• _Source extract_:
Giant Robots and Why We Love Them

Originally posted by me on PodCastle in the Sky

A quick glance at the lineup of a typical anime season will reveal a large number of shows featuring giant robots. In the recent winter season alone we can count among giant robot anime the series Mobile Suit Gundam: Iron Blooded OrphansSchwarzesmarken, Macross Delta, and probably a bunch more I’ve overlooked. Point is, giant robot anime are like cockroaches and herpes – they keep coming back.

But what’s so great about giant robots? Yeah, I know, to ask the question is to answer it. Giant robots kick ass. I mean, have you seen Robot Jox?

Or Pacific Rim too, I guess.

Fine, but why giant robots? Why not, say, giant tanks, like in Heavy Object?

I think it ultimately comes down to power fantasies. A giant robot perfectly embodies the juvenile dream of invincible domination that a tank cannot. Realistically speaking, a tank is a better weapon. It’s smaller, so it’s harder to hit; it’s cheaper, since manufacturing tank treads is easier than a bipedal walking machine; and it’s safer, since it’s easier to knock over something on two legs than a machine that rides low to the ground. Tanks are pound for pound the deadlier weapon, yet they don’t feel that way.

Consider that riding in a tank is akin to being jammed into a broom closet. Who feels invincible when the walls are pressing in everywhere?

Michael Peña driving a tank in Fury

Even were they roomier, though, tanks are fundamentally more like a heavily-armoured house on wheels. It’s a place to hunker down and hide in. One feels safe by virtue of being enclosed.

Melinda of Heavy Object holed up in the perfect otaku bunker

Look at the image from Heavy Object above of a tank driver in her native environment. It looks like a shut-in’s dream room – no windows or doors and ample monitors to watch TV and surf the Internet. The outside world might as well be just another program on the computer screen. It’s a perfect metal womb to hide in.

Feeling safe, though,  is not the same as feeling powerful. By contrast, a mecha is more truly worn than ridden. It’s human shaped and therefore more of an extension of one’s self – like the perfect battle armour or a second skin, or a new metal body that replaces vulnerable flesh.

It’s also important to remember that the heroes in giant robot anime are all teenagers, even the ones who aren’t. The modern iteration of the giant robot subgenre tends toward the melodramatic and the angst-ridden (as opposed to the gleefully consumerist giant robot shows of the 70’s and 80’s). There’s usually a sense of persecution and oppression being unjustly visited on the protagonists, whether it’s the outcast mercenary troop of Mobile Suit Gundam: Iron-Blooded Orphans or the underdog defenders in Argevollen.

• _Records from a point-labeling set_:

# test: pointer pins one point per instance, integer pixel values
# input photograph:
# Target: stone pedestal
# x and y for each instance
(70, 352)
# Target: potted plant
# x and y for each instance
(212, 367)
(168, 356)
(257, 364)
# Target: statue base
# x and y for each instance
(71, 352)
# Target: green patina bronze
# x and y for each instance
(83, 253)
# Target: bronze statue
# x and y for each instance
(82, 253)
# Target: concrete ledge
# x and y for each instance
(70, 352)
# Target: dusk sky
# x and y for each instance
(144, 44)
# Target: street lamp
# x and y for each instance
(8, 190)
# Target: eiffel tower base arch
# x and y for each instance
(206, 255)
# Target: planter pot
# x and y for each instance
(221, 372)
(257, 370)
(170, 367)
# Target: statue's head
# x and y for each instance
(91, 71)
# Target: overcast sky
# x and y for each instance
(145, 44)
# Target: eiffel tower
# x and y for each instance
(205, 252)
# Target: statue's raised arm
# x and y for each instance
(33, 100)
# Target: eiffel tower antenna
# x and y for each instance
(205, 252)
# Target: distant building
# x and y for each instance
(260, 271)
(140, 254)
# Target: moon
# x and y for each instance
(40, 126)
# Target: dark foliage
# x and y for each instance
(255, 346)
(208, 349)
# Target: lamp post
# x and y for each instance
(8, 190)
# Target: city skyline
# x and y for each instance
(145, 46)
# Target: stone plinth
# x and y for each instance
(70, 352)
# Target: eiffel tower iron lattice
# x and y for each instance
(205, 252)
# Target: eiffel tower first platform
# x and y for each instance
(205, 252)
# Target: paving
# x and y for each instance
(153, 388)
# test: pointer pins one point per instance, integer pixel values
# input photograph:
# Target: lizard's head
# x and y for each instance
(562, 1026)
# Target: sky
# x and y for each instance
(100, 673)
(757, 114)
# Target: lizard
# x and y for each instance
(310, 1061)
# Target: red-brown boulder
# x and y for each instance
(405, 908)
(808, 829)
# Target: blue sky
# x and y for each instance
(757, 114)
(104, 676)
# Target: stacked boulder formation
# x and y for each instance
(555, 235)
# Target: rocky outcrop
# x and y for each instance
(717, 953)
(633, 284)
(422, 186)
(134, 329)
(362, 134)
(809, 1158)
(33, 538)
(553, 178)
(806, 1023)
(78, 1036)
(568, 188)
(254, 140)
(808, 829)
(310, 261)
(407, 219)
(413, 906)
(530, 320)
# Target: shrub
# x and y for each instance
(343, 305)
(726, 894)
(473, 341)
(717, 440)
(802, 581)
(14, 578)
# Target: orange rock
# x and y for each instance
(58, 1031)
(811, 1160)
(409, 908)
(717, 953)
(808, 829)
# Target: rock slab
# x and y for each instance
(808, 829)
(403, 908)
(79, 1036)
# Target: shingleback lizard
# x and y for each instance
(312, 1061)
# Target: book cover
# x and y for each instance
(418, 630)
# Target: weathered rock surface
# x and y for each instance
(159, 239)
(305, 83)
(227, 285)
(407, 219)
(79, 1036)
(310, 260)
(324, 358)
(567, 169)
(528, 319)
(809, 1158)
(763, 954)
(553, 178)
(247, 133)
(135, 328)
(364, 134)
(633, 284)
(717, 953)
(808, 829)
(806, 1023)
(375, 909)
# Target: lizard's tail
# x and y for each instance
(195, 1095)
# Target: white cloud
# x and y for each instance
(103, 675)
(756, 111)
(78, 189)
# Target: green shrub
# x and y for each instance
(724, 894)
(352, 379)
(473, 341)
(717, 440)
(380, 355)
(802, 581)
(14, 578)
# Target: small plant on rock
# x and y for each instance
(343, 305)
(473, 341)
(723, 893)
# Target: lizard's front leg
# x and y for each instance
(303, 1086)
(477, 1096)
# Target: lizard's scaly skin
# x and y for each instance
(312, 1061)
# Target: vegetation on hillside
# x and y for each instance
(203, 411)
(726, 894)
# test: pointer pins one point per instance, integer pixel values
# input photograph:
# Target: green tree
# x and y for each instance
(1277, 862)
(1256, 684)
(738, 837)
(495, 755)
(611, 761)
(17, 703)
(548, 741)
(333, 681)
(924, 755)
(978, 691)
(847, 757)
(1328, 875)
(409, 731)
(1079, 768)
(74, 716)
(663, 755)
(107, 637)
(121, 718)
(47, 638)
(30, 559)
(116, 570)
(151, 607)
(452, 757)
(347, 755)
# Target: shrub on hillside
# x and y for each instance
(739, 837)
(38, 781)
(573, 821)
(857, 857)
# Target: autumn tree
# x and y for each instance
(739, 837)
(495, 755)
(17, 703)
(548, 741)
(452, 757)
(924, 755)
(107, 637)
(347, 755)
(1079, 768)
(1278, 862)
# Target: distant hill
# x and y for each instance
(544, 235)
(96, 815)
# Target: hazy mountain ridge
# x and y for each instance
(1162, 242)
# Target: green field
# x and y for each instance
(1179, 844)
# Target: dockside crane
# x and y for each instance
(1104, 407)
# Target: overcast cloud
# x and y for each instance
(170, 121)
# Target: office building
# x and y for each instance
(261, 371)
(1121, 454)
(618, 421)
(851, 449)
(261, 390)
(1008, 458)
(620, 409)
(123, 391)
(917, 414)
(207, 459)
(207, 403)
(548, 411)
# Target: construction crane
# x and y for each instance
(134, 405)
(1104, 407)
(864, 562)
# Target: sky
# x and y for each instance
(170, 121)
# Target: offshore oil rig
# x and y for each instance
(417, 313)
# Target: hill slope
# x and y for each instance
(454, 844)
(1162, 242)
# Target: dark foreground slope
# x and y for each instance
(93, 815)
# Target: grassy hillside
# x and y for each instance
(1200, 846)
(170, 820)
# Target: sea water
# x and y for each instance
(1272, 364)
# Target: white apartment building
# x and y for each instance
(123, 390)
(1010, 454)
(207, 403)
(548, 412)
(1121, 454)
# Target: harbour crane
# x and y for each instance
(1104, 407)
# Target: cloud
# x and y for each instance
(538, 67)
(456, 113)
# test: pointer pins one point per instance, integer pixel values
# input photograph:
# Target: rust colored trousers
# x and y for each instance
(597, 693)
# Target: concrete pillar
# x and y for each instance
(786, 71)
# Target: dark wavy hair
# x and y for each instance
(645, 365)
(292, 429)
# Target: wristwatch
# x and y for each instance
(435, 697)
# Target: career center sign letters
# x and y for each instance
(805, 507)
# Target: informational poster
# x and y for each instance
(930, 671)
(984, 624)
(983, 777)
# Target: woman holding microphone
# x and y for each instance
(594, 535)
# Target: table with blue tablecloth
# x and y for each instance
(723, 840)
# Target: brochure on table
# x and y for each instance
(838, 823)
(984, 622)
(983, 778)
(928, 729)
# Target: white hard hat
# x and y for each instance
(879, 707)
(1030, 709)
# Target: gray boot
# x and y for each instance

• _Problems to solve_:
1. In the giant robot essay, what does the author think the appeal of giant robots ultimately comes down to?
2. Return the passage of the giant robot essay between "Even were they roomier, though, tanks" and "to hide in.", inclusive.
3. What reasons does the giant robot essay give for a tank being, realistically speaking, a better weapon than a giant robot?
These records are separate material with no connection to the giant robot essay.

• _The responses_:
1. Power fantasies.

2.
Even were they roomier, though, tanks are fundamentally more like a heavily-armoured house on wheels. It’s a place to hunker down and hide in. One feels safe by virtue of being enclosed.

Melinda of Heavy Object holed up in the perfect otaku bunker

Look at the image from Heavy Object above of a tank driver in her native environment. It looks like a shut-in’s dream room – no windows or doors and ample monitors to watch TV and surf the Internet. The outside world might as well be just another program on the computer screen. It’s a perfect metal womb to hide in.

3.
- It is smaller, so it is harder to hit.
- It is cheaper, since manufacturing tank treads is easier than building a bipedal walking machine.
- It is safer, since something on two legs is easier to knock over than a machine that rides low to the ground.